Dataset items:
◆ ◆ ◆ ◆ ◆

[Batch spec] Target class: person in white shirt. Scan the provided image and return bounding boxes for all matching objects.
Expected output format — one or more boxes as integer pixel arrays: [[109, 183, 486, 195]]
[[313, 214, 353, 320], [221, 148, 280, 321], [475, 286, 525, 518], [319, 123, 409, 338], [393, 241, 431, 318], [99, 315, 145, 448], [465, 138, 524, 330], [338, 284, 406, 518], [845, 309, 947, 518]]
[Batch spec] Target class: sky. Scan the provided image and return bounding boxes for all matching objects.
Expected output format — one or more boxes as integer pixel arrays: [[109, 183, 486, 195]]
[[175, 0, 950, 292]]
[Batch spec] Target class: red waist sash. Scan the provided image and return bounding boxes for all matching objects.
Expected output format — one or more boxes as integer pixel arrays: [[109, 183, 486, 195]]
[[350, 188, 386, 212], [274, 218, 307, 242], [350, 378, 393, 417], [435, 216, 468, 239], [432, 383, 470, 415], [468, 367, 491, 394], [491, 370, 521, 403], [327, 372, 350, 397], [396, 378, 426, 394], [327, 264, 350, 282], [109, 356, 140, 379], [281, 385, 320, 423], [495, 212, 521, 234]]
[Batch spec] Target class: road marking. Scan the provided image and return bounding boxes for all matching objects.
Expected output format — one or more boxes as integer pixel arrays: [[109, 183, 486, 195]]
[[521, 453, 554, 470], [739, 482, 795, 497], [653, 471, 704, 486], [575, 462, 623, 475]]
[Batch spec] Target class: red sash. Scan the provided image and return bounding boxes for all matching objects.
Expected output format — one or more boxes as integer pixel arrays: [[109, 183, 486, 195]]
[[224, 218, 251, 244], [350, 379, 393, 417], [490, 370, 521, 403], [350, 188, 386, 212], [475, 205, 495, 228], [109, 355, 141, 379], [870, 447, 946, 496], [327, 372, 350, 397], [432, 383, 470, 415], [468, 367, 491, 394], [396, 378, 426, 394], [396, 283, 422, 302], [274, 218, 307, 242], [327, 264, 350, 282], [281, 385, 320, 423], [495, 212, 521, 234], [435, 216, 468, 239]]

◆ ◆ ◆ ◆ ◆

■ Objective: Copy the data from its first line through the line containing "[[175, 0, 950, 292]]", both ends included. Multiply every bounding-box coordinate in the answers by 1.6 and round to whole numbers, halves up, but keep the requests and their sample format line unchanged.

■ Response to the exercise:
[Batch spec] Target class: person in white shirt. Scan the provided image and return bounding boxes for all matching objects.
Expected output format — one or more boxes as integer pixel arrays: [[109, 183, 486, 195]]
[[501, 342, 565, 512], [354, 237, 448, 514], [760, 458, 840, 829], [510, 197, 654, 541], [629, 386, 690, 509], [158, 504, 232, 717], [744, 221, 838, 528], [541, 454, 650, 829], [1352, 494, 1515, 829]]
[Batch spec] Target class: sky. Scan the provided image and return bounding boxes for all matching objects.
Expected output format — one or more boxes as integer pixel arrays: [[109, 183, 486, 195]]
[[280, 0, 1520, 467]]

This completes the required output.